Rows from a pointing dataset
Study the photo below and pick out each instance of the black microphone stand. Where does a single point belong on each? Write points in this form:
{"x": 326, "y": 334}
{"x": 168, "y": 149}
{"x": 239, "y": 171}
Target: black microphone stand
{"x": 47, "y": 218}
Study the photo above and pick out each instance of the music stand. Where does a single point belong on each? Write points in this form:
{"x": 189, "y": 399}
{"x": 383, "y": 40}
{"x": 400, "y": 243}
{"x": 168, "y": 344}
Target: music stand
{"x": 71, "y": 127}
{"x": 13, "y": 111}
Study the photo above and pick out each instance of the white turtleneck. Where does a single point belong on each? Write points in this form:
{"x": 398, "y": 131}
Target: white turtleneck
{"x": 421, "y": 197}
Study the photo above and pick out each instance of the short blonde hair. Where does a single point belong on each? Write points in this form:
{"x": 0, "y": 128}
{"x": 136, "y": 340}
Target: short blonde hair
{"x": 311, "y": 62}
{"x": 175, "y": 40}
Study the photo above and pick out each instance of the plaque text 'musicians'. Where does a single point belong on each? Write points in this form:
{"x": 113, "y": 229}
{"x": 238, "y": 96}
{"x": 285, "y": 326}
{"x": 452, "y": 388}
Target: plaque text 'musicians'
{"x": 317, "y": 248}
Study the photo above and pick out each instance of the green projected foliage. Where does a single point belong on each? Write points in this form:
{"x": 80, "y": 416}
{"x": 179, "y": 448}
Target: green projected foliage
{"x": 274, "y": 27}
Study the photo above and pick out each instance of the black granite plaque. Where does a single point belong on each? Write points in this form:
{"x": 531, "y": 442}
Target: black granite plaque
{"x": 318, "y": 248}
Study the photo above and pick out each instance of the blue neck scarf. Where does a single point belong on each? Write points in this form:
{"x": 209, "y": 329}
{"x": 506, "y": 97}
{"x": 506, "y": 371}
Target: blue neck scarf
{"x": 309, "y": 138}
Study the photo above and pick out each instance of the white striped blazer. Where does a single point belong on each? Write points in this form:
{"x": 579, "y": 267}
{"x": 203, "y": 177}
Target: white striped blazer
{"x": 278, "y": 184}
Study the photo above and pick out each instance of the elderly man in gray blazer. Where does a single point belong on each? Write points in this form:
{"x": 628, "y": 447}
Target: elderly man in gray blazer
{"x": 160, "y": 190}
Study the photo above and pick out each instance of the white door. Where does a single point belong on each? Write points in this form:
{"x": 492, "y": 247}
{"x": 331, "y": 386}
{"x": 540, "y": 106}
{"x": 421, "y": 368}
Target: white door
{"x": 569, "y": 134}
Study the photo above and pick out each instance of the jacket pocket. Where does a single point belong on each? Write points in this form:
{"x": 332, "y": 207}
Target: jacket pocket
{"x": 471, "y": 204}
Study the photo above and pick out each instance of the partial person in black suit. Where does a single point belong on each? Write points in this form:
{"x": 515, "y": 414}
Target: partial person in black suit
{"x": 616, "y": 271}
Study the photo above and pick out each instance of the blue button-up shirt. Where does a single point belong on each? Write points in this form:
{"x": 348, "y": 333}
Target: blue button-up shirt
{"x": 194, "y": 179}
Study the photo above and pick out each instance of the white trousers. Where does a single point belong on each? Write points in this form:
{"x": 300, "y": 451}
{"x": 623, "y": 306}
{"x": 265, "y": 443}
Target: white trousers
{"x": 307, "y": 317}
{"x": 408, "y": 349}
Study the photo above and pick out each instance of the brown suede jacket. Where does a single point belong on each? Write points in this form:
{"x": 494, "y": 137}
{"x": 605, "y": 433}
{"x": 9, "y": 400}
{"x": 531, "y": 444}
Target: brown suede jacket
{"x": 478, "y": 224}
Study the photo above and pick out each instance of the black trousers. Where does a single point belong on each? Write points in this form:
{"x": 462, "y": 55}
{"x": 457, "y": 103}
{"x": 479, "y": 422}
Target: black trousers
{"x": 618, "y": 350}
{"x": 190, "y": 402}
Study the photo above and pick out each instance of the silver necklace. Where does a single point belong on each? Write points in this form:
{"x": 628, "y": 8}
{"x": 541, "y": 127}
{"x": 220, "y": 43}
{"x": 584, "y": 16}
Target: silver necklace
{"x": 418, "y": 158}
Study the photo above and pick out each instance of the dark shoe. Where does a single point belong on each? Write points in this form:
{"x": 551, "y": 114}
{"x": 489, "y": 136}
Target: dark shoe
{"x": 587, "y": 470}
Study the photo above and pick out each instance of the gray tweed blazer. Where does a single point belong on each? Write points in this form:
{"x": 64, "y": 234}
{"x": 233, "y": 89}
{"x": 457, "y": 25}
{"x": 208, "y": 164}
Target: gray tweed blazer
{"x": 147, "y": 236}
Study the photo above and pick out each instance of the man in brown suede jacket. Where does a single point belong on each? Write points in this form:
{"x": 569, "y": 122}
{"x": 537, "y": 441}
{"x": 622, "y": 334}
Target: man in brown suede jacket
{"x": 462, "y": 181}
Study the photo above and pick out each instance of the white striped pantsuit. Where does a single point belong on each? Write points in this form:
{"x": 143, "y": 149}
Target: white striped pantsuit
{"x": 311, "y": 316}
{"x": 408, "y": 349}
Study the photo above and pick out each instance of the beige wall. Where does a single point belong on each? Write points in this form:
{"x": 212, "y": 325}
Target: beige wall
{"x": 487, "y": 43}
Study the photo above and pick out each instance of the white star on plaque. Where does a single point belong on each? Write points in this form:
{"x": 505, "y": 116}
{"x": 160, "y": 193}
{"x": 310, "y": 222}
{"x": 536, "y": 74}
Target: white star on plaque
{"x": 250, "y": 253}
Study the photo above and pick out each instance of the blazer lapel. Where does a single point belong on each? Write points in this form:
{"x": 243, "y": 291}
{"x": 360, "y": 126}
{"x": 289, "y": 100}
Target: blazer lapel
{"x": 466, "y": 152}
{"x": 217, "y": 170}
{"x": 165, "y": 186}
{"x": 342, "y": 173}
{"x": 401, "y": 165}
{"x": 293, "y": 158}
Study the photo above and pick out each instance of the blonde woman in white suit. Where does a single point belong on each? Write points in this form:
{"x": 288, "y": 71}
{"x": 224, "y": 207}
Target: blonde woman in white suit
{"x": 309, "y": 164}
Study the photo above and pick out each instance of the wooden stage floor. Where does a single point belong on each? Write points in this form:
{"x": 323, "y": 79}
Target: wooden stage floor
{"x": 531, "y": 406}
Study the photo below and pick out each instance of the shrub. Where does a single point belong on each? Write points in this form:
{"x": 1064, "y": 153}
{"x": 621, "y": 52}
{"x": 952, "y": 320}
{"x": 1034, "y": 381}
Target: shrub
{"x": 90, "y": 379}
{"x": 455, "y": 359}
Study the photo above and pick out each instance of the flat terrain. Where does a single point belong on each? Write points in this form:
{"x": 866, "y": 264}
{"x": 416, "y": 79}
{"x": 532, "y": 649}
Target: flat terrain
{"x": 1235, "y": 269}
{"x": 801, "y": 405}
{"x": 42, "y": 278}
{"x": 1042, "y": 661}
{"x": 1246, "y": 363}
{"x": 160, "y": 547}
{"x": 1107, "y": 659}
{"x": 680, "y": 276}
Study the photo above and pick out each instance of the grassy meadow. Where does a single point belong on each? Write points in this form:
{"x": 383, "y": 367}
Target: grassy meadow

_Your goal_
Extract the lines above from the one containing "of the wooden" to the last line, both included, exactly as written.

_Response for this exercise_
Study the photo above and pick out each instance of the wooden stage floor. Where does a single point belong on each? Write points in this form:
{"x": 323, "y": 79}
Target: wooden stage floor
{"x": 531, "y": 406}
Study the photo below and pick out each instance of the shrub. Where does a single point belong on each? Write points in this form:
{"x": 1064, "y": 153}
{"x": 621, "y": 52}
{"x": 952, "y": 320}
{"x": 1034, "y": 381}
Target: shrub
{"x": 90, "y": 379}
{"x": 455, "y": 359}
Study the photo above and pick out each instance of the flat terrain. Where does a single point belong on each? Write points in this form:
{"x": 866, "y": 264}
{"x": 416, "y": 79}
{"x": 532, "y": 649}
Target: flat terrain
{"x": 1235, "y": 269}
{"x": 801, "y": 405}
{"x": 42, "y": 278}
{"x": 1042, "y": 661}
{"x": 1246, "y": 363}
{"x": 160, "y": 547}
{"x": 1107, "y": 659}
{"x": 680, "y": 276}
Study the photo above and pick out each instance of the grassy meadow. Where does a single point belong on each? Write points in this form:
{"x": 383, "y": 367}
Target: grassy meadow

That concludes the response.